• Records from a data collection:
········
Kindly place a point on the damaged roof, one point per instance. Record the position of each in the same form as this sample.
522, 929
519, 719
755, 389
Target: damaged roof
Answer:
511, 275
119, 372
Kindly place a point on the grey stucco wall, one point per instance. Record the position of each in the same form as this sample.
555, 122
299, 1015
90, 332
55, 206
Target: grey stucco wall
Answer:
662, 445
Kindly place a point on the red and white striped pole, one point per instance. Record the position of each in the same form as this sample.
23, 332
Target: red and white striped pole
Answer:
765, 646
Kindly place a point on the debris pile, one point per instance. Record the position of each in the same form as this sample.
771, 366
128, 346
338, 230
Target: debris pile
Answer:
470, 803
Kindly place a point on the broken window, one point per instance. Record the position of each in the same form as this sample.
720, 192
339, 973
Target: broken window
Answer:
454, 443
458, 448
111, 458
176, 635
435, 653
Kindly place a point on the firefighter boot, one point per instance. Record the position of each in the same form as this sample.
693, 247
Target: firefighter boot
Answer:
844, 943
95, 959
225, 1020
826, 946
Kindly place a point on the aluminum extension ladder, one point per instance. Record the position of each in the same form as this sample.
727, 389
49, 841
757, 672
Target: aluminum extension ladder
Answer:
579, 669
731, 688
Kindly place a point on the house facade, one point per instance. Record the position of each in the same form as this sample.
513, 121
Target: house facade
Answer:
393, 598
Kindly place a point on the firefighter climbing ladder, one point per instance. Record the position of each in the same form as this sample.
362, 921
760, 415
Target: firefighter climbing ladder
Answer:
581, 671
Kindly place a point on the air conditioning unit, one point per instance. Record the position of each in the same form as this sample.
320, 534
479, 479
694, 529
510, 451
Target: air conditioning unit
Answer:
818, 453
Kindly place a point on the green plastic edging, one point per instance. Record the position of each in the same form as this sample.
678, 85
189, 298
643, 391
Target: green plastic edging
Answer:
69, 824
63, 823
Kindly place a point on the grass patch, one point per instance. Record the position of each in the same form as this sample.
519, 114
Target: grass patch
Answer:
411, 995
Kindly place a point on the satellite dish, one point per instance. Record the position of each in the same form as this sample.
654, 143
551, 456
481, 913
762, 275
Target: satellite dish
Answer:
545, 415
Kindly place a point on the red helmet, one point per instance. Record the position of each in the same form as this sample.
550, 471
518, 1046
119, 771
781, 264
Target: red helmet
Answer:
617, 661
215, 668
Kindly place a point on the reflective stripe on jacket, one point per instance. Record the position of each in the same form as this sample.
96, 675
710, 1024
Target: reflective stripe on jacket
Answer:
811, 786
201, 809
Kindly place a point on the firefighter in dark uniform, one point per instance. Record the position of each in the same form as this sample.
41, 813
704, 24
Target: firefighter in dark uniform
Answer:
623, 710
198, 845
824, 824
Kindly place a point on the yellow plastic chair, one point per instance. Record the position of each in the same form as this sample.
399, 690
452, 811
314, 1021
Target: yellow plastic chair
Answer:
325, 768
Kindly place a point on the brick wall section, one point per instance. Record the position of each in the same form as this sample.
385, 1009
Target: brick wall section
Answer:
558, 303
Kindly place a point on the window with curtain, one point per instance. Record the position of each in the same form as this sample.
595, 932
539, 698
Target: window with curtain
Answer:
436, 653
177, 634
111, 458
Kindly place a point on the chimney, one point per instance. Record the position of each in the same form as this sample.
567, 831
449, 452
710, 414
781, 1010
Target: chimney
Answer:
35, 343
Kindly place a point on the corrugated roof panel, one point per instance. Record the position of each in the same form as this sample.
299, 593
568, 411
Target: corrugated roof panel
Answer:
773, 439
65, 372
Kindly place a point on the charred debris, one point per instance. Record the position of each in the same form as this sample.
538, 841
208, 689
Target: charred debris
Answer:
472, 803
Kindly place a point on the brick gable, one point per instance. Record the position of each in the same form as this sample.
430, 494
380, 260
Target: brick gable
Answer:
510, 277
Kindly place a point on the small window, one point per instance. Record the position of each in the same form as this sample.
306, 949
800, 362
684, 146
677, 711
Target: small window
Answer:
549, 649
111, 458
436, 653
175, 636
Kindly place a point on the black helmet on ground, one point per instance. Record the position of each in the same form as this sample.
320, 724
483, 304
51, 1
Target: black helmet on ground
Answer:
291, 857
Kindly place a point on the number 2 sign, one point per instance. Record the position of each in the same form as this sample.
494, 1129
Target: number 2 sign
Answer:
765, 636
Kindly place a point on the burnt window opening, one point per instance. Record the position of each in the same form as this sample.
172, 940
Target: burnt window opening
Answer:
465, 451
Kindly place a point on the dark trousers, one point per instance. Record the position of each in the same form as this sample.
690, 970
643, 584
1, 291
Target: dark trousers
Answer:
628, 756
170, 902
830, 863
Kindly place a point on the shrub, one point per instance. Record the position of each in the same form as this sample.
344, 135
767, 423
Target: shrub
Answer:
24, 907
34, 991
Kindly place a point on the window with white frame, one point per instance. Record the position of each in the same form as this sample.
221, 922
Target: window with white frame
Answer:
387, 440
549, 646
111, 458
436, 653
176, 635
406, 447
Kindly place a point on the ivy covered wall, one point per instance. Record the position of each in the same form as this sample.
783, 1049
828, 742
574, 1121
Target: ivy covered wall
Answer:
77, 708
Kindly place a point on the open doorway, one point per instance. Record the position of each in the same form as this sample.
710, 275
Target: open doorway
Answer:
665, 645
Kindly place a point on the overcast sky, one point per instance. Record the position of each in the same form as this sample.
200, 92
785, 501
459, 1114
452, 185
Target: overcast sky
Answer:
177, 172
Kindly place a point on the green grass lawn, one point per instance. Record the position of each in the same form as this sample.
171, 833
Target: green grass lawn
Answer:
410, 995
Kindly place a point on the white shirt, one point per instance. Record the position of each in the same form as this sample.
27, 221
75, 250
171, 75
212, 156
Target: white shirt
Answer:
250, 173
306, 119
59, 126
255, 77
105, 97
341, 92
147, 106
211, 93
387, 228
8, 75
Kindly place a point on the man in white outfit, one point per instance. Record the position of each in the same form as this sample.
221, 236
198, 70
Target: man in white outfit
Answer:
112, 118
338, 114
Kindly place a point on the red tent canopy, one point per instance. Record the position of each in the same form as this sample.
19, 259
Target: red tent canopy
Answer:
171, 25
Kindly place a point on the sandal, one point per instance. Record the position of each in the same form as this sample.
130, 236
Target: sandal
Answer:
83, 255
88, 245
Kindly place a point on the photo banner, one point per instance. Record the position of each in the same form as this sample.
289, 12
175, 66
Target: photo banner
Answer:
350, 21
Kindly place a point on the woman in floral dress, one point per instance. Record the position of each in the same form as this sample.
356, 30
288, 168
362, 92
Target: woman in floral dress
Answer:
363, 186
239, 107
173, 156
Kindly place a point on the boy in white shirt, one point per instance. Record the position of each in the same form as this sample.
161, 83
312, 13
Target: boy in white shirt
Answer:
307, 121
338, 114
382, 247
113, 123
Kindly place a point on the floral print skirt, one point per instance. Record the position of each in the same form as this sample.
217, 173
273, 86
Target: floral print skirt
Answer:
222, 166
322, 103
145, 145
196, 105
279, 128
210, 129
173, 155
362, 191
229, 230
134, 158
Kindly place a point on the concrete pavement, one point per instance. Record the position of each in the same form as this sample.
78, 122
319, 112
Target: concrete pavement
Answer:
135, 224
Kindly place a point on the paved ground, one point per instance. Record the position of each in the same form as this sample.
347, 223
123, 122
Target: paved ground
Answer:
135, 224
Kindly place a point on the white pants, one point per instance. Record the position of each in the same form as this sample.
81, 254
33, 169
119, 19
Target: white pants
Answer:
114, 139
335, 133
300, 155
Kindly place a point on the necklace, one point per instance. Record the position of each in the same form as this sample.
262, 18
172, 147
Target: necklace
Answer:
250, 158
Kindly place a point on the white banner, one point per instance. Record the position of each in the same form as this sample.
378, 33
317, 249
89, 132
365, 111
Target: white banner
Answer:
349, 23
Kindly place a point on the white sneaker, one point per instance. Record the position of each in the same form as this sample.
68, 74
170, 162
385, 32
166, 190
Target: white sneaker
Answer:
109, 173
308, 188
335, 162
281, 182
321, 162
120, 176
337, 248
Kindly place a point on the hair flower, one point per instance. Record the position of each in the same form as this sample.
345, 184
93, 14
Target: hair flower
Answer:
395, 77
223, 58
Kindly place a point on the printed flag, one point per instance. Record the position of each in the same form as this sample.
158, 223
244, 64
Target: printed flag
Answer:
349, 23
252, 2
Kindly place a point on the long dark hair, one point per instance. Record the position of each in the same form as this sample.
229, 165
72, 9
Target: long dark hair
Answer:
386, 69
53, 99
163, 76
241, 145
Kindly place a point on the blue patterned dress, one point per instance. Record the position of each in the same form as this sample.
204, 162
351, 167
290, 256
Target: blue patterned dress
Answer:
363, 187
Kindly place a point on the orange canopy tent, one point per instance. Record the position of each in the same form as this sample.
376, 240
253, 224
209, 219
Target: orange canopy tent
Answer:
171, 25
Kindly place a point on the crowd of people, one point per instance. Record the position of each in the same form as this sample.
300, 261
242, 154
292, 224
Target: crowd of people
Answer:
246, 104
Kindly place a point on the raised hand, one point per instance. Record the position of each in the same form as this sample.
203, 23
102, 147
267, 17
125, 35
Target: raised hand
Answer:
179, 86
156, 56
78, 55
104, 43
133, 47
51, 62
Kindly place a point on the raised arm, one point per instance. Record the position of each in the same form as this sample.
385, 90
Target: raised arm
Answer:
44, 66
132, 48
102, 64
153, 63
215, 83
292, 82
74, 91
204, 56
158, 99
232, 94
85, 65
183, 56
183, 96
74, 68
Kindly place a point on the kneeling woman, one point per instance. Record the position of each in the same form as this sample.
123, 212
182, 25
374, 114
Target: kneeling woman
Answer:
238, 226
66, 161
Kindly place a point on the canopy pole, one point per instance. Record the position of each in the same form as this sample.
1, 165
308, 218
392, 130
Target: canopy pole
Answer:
········
• REQUIREMENT: Pick out the lines above that hold the string "skirt" and show them.

• TASK ANSWER:
Kindly place a point on the floral print skirt, one point per instance. Record the position of each in the same form as this sample.
Target: floral print skirt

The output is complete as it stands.